**WHAT YOU ARE ASKED TO DO**
Every record must be transcribed in its entirety, apart from the images, which are to be omitted.

——————

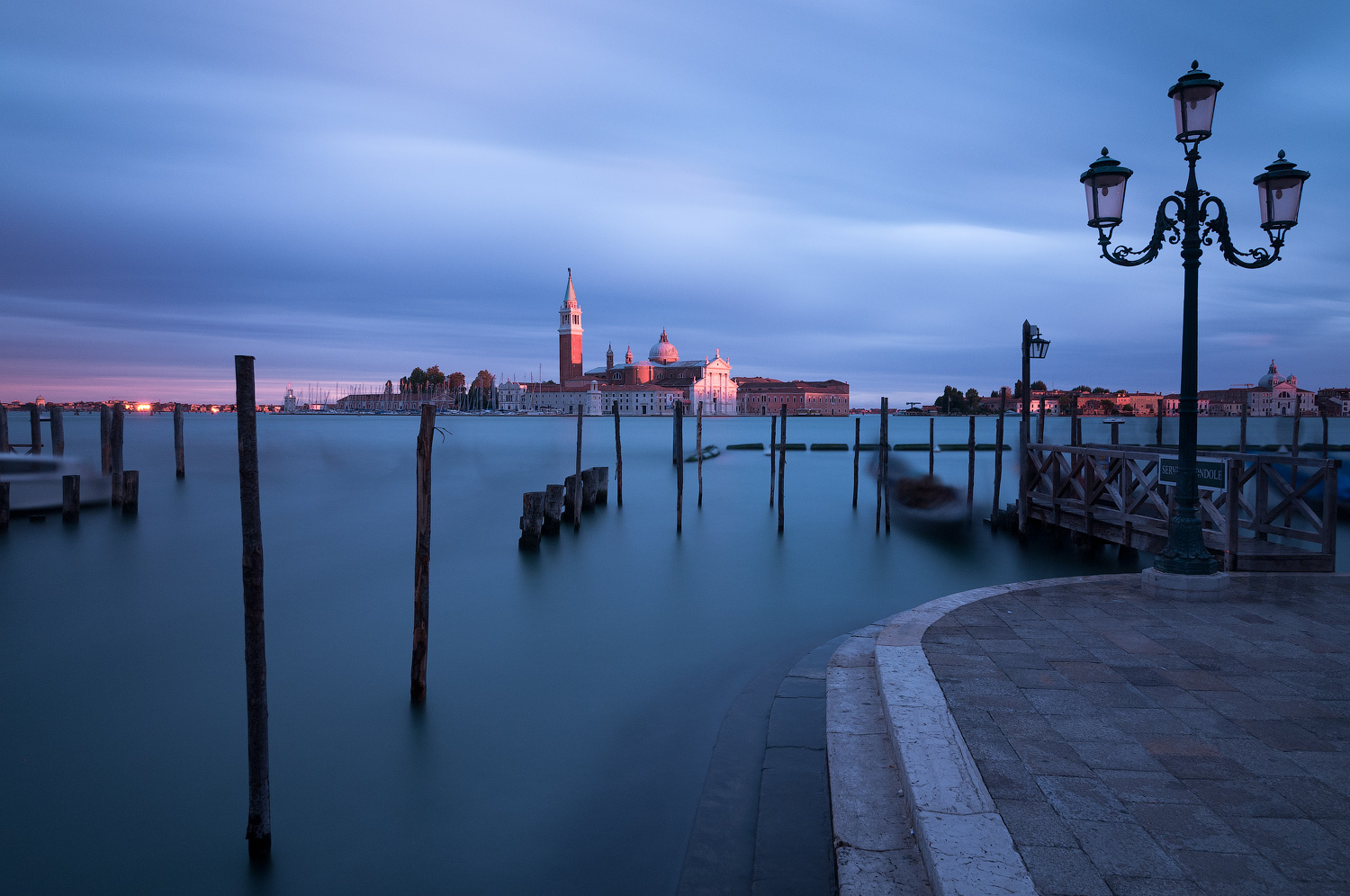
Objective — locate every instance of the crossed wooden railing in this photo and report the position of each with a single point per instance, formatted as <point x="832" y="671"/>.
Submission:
<point x="1271" y="513"/>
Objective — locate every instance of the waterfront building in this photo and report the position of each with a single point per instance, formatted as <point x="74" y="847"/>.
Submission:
<point x="761" y="396"/>
<point x="648" y="386"/>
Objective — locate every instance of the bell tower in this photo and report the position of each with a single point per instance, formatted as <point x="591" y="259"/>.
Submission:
<point x="569" y="336"/>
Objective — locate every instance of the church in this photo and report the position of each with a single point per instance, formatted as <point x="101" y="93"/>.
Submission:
<point x="647" y="386"/>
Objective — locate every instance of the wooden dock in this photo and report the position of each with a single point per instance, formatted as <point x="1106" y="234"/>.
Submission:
<point x="1258" y="517"/>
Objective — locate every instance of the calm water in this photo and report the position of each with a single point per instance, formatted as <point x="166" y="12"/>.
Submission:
<point x="574" y="695"/>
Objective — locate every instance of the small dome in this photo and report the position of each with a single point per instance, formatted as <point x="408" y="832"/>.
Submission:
<point x="663" y="353"/>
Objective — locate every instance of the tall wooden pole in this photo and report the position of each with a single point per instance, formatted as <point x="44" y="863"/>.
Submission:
<point x="58" y="432"/>
<point x="998" y="456"/>
<point x="969" y="478"/>
<point x="698" y="447"/>
<point x="177" y="440"/>
<point x="115" y="440"/>
<point x="421" y="555"/>
<point x="858" y="442"/>
<point x="105" y="437"/>
<point x="577" y="490"/>
<point x="34" y="429"/>
<point x="772" y="455"/>
<point x="680" y="467"/>
<point x="618" y="458"/>
<point x="782" y="461"/>
<point x="258" y="831"/>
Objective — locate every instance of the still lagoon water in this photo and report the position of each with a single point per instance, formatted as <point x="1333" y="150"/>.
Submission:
<point x="574" y="695"/>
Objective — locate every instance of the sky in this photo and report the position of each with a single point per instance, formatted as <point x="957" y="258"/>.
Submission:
<point x="853" y="189"/>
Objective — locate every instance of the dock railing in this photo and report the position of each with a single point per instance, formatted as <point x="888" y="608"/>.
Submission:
<point x="1263" y="513"/>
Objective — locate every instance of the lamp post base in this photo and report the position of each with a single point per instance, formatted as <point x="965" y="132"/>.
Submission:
<point x="1171" y="586"/>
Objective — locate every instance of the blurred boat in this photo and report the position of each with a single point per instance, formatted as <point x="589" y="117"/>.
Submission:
<point x="35" y="482"/>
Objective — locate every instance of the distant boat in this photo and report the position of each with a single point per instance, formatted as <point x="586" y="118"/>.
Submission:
<point x="709" y="452"/>
<point x="35" y="480"/>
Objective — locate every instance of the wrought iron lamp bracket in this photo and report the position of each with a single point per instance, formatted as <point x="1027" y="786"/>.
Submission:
<point x="1218" y="228"/>
<point x="1163" y="224"/>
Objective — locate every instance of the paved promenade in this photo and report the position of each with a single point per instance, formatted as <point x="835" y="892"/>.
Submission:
<point x="1129" y="745"/>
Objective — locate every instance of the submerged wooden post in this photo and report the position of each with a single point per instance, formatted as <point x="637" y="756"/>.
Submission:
<point x="680" y="467"/>
<point x="553" y="510"/>
<point x="998" y="456"/>
<point x="589" y="488"/>
<point x="130" y="491"/>
<point x="618" y="458"/>
<point x="698" y="450"/>
<point x="1242" y="429"/>
<point x="772" y="453"/>
<point x="34" y="429"/>
<point x="177" y="440"/>
<point x="885" y="461"/>
<point x="577" y="488"/>
<point x="258" y="831"/>
<point x="115" y="440"/>
<point x="421" y="555"/>
<point x="58" y="432"/>
<point x="531" y="520"/>
<point x="105" y="437"/>
<point x="70" y="498"/>
<point x="782" y="461"/>
<point x="932" y="442"/>
<point x="969" y="478"/>
<point x="858" y="437"/>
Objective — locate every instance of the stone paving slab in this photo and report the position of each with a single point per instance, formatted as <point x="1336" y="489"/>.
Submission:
<point x="1136" y="745"/>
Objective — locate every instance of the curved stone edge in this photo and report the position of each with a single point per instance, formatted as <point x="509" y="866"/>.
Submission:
<point x="966" y="847"/>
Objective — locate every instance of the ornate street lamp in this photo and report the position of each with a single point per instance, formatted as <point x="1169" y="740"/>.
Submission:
<point x="1033" y="345"/>
<point x="1279" y="191"/>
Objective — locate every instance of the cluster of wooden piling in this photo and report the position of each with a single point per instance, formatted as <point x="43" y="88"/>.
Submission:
<point x="543" y="512"/>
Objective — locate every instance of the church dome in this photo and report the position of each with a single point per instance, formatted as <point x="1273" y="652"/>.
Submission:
<point x="1272" y="378"/>
<point x="663" y="353"/>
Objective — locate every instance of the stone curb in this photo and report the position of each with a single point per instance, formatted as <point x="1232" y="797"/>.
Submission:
<point x="966" y="847"/>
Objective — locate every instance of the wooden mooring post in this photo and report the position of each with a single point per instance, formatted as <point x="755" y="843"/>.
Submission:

——————

**TASK RESPONSE**
Objective — locate every instance of the crossed wooden railing in this photo and report the position of each with a single point per instance, formatted as <point x="832" y="671"/>.
Submission:
<point x="1271" y="513"/>
Objective — locate every instance of the waterfront building in this photo and report the position of each with a single point per instance, formatted as <point x="74" y="847"/>.
Submission:
<point x="761" y="396"/>
<point x="648" y="386"/>
Objective — locate every instance of the bell tower in this photo and report the position of each with a single point per instance, formatted as <point x="591" y="259"/>.
Submission:
<point x="569" y="336"/>
Objective — locate every instance of the church in this photo and report the position of each with a single point per instance, formatted as <point x="101" y="93"/>.
Submission:
<point x="647" y="386"/>
Objective — locate every instance of the wooden dock in this photo and report the position of each with a single point per instance, formatted as <point x="1106" y="234"/>.
Submission:
<point x="1258" y="517"/>
Objective — locate every instance of the calm water in this photo and report the position of each with a single point per instance, formatted as <point x="166" y="12"/>.
Submission:
<point x="574" y="695"/>
Objective — locate every instance of the small dome in this photo and report the position of each with a single point per instance, formatted as <point x="408" y="832"/>.
Submission:
<point x="663" y="353"/>
Objective — locate every instance of the tall wooden pole in this photo and report the position of each with a single point per instance, formatted as <point x="44" y="863"/>.
Submission:
<point x="58" y="432"/>
<point x="998" y="456"/>
<point x="969" y="478"/>
<point x="698" y="447"/>
<point x="177" y="440"/>
<point x="115" y="440"/>
<point x="421" y="555"/>
<point x="858" y="442"/>
<point x="105" y="437"/>
<point x="577" y="490"/>
<point x="34" y="429"/>
<point x="772" y="455"/>
<point x="680" y="467"/>
<point x="618" y="458"/>
<point x="782" y="461"/>
<point x="258" y="831"/>
Objective — locate every instance of the still lagoon water in this photo and report the position of each with a single point per instance, formatted as <point x="1333" y="150"/>.
Submission:
<point x="574" y="695"/>
Objective — locate every instance of the sky in this photo and report the position of each with a single point per instance, formatted as <point x="957" y="258"/>.
Submission:
<point x="853" y="189"/>
Objective — locate every instance of the dock railing in this photo and report the position of each with a single point per instance, formatted as <point x="888" y="608"/>.
Submission:
<point x="1263" y="513"/>
Objective — locate every instance of the lamp post base in this photo and report the position of each with a single point per instance, formatted as <point x="965" y="132"/>.
Submission:
<point x="1171" y="586"/>
Objective — locate every instance of the blurred boat in this photo and report the position of each with a single point per instance, formatted as <point x="589" y="117"/>.
Submission:
<point x="35" y="482"/>
Objective — locate every instance of the distant boat in this photo and report the position of each with a single point per instance, formatted as <point x="586" y="118"/>.
Submission:
<point x="709" y="452"/>
<point x="35" y="480"/>
Objective — locate every instance of the wrought iron lamp bracket in this photo and report the position of each with a single point per instance, formatted as <point x="1027" y="786"/>.
Submission:
<point x="1218" y="228"/>
<point x="1163" y="224"/>
Objective — locate every instance of the paved promenade in this photo and report the position of each with a single point per instance, formatted as <point x="835" y="892"/>.
Submission:
<point x="1129" y="745"/>
Objective — locate every instance of the submerged wooden post in this photo and report the position of each with a single point per instance, formatted as <point x="637" y="756"/>.
Submission:
<point x="680" y="467"/>
<point x="553" y="510"/>
<point x="998" y="456"/>
<point x="589" y="488"/>
<point x="130" y="491"/>
<point x="618" y="458"/>
<point x="698" y="450"/>
<point x="1242" y="429"/>
<point x="772" y="453"/>
<point x="34" y="429"/>
<point x="177" y="440"/>
<point x="885" y="461"/>
<point x="577" y="488"/>
<point x="258" y="831"/>
<point x="115" y="440"/>
<point x="421" y="555"/>
<point x="58" y="432"/>
<point x="531" y="520"/>
<point x="105" y="437"/>
<point x="70" y="498"/>
<point x="782" y="461"/>
<point x="932" y="442"/>
<point x="969" y="478"/>
<point x="858" y="437"/>
Objective — locate every instance of the stone paving slab in this photo and report the position of each with a single point per instance, formatted as <point x="1336" y="489"/>.
Submission:
<point x="1136" y="745"/>
Objective — locate every instance of the curved stone edge in this photo and report the position of each with a single point per instance, formatted as <point x="509" y="866"/>.
Submission:
<point x="966" y="847"/>
Objective — locate every instance of the ornate street lamp in this photo and report the position of each with a single point per instance, formatted as <point x="1169" y="740"/>.
Submission:
<point x="1033" y="345"/>
<point x="1279" y="191"/>
Objective — locate every instance of the cluster of wooden piling in this photo and report the position of each with a single point per instance, formatted as <point x="43" y="88"/>.
Submission:
<point x="543" y="512"/>
Objective — locate every instance of the church dome in this photo and report the position of each with a single point per instance, formatted as <point x="1273" y="652"/>.
Submission:
<point x="1272" y="378"/>
<point x="663" y="353"/>
Objective — locate every instance of the stone curb in this photo and report the position of each with a single point per instance, formatted as <point x="1232" y="797"/>.
Submission:
<point x="966" y="847"/>
Objective — locate every instance of the wooden mooring post in this photo and report the position of each with a single point per instance, formatted as <point x="755" y="843"/>.
Submission:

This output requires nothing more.